» **AIM 1**
Transcribe the passage on nf-core and pipelines, starting with "2. How many" and going on through "pipelines in nf-core?".
» **AIM 2**
Pick up the passage on nf-core and pipelines after its final sentence and continue it.

» **GIVEN PASSAGE**
If you have not installed all required software, please do so now asap!


If you already installed all software, please go on and start answering the questions in this notebook. If you have any questions, don't hesitate to approach us.

1. What is nf-core?

Nf-core is a community that provides Nextflow analysis pipelines, that are developed mostly for bioinformatics use cases. The pipelines meet certain standards, like being well documented, having stable releases and being portable and reproducible. 


Ewels, P.A., Peltzer, A., Fillinger, S. et al. The nf-core framework for community-curated bioinformatics pipelines. Nat Biotechnol 38, 276–278 (2020). https://doi.org/10.1038/s41587-020-0439-x<br>
Computational workflow seminar 2024: Nf-core and workflows  (seminar slides)

2. How many pipelines are there currently in nf-core?

Currently there are 112 pipelines in nf-core.

[https://nf-co.re/pipelines/](https://nf-co.re/pipelines/) (30.09.2024)

3. Are there any non-bioinformatic pipelines in nf-core?

Yes, for example the 'meerpipe'-pipeline is an astronomy pipeline. 

[https://nf-co.re/pipelines/](https://nf-co.re/pipelines/) (30.09.2024)

4. Let's go back a couple of steps. What is a pipeline and what do we use it for?

A pipeline consists of multiple steps, where the output of one step gets piped into the next step. The steps follow a defined order. We use pipelines to automate processes.

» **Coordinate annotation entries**
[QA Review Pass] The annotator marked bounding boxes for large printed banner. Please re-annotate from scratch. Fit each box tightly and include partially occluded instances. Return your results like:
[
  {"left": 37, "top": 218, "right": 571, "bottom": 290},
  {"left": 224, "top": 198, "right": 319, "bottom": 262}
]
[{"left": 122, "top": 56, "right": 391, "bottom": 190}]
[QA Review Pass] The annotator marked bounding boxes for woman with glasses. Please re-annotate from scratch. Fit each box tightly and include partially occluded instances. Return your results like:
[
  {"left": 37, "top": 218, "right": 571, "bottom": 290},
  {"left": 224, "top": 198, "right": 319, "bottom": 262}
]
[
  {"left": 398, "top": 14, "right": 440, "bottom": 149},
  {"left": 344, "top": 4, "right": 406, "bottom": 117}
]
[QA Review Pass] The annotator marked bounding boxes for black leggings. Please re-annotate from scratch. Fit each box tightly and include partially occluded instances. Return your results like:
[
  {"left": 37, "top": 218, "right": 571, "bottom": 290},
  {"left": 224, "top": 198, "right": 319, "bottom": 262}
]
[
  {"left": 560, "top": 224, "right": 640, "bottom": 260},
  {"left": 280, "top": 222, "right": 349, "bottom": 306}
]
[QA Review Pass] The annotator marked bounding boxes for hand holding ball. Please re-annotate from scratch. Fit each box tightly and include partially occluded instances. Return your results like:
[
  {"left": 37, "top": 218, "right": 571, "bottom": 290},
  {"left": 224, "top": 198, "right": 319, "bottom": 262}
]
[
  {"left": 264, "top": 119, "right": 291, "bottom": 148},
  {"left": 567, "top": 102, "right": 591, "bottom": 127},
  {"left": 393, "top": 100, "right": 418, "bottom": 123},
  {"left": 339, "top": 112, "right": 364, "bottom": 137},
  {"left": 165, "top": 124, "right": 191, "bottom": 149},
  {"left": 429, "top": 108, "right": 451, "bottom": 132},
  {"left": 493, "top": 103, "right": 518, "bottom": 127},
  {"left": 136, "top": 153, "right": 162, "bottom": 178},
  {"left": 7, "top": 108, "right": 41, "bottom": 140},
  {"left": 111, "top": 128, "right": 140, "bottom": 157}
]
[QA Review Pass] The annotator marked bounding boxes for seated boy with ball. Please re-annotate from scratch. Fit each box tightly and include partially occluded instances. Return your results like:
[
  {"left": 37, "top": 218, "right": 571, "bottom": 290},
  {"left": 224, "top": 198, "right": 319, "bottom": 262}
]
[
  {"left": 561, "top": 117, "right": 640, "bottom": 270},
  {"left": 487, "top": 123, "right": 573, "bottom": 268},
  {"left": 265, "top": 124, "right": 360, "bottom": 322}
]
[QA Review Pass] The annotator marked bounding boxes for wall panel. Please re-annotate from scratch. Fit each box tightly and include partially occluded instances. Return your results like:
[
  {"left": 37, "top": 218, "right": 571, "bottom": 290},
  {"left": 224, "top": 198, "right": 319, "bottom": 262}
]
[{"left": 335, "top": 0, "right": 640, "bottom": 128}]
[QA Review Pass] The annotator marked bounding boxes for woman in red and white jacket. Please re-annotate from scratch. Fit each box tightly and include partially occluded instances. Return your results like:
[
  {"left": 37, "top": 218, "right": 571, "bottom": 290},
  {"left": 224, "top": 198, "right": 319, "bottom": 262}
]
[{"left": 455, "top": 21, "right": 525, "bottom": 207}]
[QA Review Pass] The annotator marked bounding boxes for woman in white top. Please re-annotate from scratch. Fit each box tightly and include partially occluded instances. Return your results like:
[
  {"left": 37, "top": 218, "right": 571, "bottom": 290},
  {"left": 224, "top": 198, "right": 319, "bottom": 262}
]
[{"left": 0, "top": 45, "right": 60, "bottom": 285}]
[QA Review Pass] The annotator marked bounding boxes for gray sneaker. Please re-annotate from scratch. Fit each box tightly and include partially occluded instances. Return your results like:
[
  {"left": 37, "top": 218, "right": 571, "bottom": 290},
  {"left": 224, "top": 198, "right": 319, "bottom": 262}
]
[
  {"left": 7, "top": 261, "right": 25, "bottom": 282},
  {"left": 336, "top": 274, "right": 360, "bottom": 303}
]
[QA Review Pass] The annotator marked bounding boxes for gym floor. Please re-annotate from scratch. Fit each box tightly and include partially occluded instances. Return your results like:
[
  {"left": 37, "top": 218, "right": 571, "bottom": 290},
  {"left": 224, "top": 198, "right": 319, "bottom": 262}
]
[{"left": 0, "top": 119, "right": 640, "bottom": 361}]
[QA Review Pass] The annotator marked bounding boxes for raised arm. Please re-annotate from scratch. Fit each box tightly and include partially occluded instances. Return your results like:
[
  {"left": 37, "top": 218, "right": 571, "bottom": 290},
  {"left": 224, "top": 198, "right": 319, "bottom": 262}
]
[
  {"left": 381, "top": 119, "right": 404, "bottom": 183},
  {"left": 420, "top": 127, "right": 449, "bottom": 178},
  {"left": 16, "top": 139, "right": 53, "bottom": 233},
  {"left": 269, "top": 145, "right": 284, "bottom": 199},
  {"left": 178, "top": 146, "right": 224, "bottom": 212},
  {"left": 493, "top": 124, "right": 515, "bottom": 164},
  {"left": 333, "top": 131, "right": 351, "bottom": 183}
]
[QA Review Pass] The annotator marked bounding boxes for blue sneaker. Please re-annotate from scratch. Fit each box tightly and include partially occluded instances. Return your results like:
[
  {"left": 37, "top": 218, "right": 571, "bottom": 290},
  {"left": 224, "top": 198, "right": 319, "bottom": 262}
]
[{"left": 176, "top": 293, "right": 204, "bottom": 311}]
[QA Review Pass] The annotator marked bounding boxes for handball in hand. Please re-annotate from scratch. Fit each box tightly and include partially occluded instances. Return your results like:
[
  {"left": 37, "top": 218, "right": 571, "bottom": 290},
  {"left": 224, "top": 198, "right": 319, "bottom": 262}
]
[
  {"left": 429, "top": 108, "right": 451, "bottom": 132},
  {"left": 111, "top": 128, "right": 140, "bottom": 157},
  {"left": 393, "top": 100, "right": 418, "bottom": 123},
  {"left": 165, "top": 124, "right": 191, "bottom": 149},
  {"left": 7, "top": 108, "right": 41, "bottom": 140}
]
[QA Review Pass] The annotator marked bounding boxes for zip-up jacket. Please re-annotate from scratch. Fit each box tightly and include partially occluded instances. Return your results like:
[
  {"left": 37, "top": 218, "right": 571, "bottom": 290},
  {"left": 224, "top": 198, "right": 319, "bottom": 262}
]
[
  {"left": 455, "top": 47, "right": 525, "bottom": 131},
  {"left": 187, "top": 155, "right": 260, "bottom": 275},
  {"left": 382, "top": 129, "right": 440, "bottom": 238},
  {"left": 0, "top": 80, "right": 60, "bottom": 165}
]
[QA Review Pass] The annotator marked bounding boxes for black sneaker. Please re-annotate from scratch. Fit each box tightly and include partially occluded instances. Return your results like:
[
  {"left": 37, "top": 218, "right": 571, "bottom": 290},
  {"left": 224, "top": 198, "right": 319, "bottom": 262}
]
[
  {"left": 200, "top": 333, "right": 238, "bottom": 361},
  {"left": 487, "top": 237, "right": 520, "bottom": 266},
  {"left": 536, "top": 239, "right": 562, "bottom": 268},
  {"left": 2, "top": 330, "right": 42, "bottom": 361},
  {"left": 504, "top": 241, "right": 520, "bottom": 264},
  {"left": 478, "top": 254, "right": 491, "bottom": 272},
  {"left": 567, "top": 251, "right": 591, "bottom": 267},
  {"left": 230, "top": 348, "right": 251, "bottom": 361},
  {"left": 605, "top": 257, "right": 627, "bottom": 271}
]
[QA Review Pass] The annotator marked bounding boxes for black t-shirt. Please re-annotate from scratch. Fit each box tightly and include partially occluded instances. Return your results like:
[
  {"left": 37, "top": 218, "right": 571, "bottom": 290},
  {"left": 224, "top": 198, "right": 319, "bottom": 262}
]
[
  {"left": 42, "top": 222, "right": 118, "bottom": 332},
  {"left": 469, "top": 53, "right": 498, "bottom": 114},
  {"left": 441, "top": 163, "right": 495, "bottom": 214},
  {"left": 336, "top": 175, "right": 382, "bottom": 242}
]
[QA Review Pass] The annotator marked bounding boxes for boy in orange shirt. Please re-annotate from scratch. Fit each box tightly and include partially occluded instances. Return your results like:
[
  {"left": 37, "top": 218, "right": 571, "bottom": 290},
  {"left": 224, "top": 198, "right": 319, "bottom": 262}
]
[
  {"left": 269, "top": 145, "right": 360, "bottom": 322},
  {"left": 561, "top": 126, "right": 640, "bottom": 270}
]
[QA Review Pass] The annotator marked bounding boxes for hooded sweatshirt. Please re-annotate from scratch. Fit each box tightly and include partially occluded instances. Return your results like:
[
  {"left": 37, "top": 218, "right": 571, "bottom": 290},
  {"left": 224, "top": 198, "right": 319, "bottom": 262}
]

» **EXERCISE RESPONSE 1**
2. How many pipelines are there currently in nf-core?

Currently there are 112 pipelines in nf-core.

[https://nf-co.re/pipelines/](https://nf-co.re/pipelines/) (30.09.2024)

3. Are there any non-bioinformatic pipelines in nf-core?

» **EXERCISE RESPONSE 2**
Computational workflow seminar 2024: Nf-core and workflows  (seminar slides)

5. Why do you think nf-core adheres to strict guidelines?

With strict guidelines, it can be ensured that everyone can understand the work of others, everything is compatible and the finished product can be used easily. This is particularly important when many people work together and the finished tool is used by a broad range of people, which is the case in nf-core.

6. What are the main features of nf-core pipelines?

The main features of nf-core pipelines are their documentation, continuous integration testing, stable releases, packaged software, portability and their reproducibility, as well as that they are cloud-ready. 

Computational workflow seminar 2024: Nf-core and workflows  (seminar slides)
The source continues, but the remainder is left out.